JOB:
Please arrange the listing below as a two-column CSV headed instruction and polygons, with one row for each text and its answer, and with each of those in a single quoted field where line breaks become spaces. Leave the pictures out.
──────── GIVEN DATA ────────
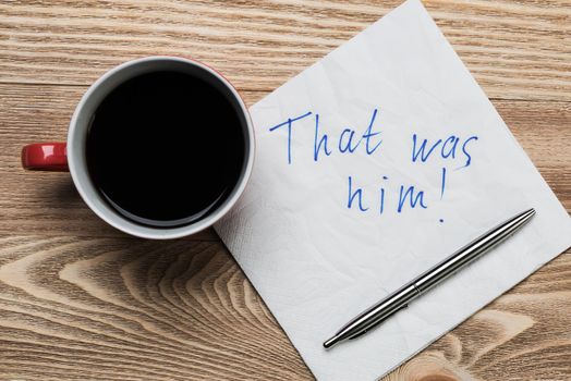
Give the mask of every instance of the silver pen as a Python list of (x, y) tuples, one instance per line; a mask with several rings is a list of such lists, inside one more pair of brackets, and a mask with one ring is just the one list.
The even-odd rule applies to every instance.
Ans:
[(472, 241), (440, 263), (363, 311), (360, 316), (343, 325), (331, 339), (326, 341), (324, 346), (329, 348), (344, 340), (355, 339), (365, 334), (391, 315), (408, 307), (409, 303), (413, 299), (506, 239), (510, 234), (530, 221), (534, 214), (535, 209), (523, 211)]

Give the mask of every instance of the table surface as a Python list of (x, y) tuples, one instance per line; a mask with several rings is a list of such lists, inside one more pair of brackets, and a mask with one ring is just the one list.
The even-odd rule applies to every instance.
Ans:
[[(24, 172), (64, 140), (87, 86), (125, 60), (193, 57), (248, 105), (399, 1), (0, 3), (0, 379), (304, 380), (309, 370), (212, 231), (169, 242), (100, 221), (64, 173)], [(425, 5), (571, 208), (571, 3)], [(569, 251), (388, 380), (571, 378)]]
────────
WORKED SOLUTION:
instruction,polygons
"Give the mask of every instance of the silver pen as a Python list of (x, y) tuples, one instance per line; a mask with several rings is a list of such lists, inside one more pair of brackets, and a mask with one ring is just the one list. The even-odd rule applies to every instance. Ans:","[(472, 241), (440, 263), (363, 311), (360, 316), (343, 325), (331, 339), (326, 341), (324, 346), (329, 348), (344, 340), (355, 339), (365, 334), (391, 315), (408, 307), (409, 303), (413, 299), (506, 239), (510, 234), (530, 221), (534, 214), (535, 209), (523, 211)]"
"Give the mask of every instance of the table surface as a Python list of (x, y) tuples, one instance per line; a mask with several rings is a list of such lists, inside one more pair of brackets, and a mask with one ring is just the one list. The even-odd rule applies to every instance. Ans:","[[(24, 172), (64, 140), (87, 86), (125, 60), (193, 57), (248, 105), (399, 1), (0, 3), (0, 379), (304, 380), (309, 370), (212, 231), (169, 242), (100, 221), (64, 173)], [(425, 5), (571, 208), (571, 3)], [(569, 251), (388, 380), (571, 378)]]"